◆ EXERCISE AIM: From the entries that follow, copy every line with the word "bird".
*** Block opens ***
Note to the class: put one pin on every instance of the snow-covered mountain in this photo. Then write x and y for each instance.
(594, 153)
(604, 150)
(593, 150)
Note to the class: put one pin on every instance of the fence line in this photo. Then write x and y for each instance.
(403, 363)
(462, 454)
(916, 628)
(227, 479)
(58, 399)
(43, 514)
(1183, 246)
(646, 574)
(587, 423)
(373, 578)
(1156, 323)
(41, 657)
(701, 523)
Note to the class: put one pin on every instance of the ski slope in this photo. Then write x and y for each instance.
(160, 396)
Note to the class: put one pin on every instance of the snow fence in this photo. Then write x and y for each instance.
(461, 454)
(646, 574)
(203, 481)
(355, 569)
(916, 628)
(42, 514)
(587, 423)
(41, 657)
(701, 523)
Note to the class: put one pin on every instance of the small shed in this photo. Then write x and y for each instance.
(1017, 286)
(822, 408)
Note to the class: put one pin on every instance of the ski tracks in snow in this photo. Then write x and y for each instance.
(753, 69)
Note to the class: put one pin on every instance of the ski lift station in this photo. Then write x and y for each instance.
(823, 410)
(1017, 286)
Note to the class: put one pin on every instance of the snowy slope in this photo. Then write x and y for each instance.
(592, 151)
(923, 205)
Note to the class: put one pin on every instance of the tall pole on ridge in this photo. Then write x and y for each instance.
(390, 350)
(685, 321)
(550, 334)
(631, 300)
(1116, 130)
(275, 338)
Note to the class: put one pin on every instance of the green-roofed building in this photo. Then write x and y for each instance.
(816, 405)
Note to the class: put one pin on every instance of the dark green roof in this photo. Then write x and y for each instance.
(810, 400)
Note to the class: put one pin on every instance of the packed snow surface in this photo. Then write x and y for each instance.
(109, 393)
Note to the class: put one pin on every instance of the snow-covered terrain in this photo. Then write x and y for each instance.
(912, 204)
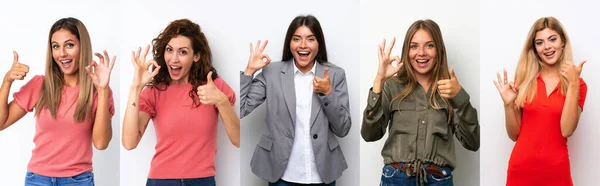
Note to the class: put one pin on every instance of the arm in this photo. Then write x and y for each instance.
(102, 130)
(336, 106)
(465, 122)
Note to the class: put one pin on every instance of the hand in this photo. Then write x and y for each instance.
(17, 70)
(322, 85)
(257, 60)
(449, 87)
(141, 75)
(508, 91)
(571, 72)
(209, 94)
(101, 72)
(386, 67)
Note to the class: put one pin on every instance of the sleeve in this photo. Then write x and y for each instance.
(253, 92)
(29, 94)
(582, 93)
(465, 122)
(376, 115)
(337, 105)
(224, 87)
(147, 101)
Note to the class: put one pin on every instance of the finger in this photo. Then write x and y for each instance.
(262, 48)
(452, 75)
(389, 49)
(100, 56)
(15, 57)
(137, 54)
(145, 53)
(107, 57)
(209, 78)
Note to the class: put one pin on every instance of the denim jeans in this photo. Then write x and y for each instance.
(83, 179)
(208, 181)
(395, 177)
(285, 183)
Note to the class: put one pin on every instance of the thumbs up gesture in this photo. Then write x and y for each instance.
(322, 85)
(17, 70)
(571, 72)
(209, 94)
(448, 88)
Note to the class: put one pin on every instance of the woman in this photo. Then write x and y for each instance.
(424, 106)
(184, 98)
(307, 109)
(72, 109)
(542, 107)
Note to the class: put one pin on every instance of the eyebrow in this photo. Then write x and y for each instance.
(178, 48)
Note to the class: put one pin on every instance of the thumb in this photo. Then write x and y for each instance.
(452, 75)
(209, 78)
(580, 66)
(16, 57)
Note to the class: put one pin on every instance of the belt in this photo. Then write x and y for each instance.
(410, 171)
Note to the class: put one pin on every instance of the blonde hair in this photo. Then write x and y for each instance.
(53, 80)
(530, 62)
(439, 70)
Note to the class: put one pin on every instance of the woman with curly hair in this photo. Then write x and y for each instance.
(183, 96)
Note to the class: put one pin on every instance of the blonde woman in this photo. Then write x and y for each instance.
(423, 107)
(542, 106)
(73, 109)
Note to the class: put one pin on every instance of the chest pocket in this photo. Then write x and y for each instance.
(403, 117)
(439, 121)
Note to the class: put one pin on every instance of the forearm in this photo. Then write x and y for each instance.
(102, 131)
(571, 111)
(231, 121)
(513, 123)
(131, 134)
(4, 91)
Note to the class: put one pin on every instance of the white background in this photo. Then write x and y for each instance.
(459, 23)
(502, 38)
(25, 29)
(270, 20)
(142, 21)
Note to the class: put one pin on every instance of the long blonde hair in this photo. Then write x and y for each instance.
(439, 70)
(530, 62)
(53, 80)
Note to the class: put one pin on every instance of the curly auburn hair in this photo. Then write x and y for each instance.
(199, 70)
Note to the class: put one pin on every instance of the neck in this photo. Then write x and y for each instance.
(71, 80)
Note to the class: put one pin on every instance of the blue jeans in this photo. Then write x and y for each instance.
(208, 181)
(83, 179)
(394, 177)
(285, 183)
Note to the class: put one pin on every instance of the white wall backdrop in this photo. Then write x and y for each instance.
(269, 20)
(459, 23)
(502, 38)
(25, 28)
(142, 21)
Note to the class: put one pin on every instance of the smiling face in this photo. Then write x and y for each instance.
(304, 48)
(179, 57)
(65, 51)
(422, 52)
(548, 46)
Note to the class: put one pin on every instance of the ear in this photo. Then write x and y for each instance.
(197, 57)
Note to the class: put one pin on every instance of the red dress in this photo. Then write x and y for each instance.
(540, 156)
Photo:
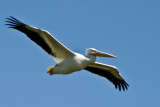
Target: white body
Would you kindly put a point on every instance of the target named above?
(72, 64)
(67, 60)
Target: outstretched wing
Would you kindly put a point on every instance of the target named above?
(109, 72)
(43, 38)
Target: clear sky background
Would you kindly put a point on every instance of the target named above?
(129, 29)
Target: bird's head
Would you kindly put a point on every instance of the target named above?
(94, 52)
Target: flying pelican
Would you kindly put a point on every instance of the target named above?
(68, 61)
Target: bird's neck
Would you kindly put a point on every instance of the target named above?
(91, 58)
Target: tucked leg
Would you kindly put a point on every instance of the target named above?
(50, 70)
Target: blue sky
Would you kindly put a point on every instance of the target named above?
(125, 28)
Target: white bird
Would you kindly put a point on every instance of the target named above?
(68, 61)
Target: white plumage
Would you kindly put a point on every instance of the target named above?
(68, 61)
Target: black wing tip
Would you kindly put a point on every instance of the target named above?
(122, 85)
(13, 22)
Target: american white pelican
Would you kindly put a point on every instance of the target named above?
(68, 61)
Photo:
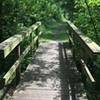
*** Block closes ***
◆ ANSWER FOR THE TASK:
Target: bird's head
Target: bird's neck
Target: white bird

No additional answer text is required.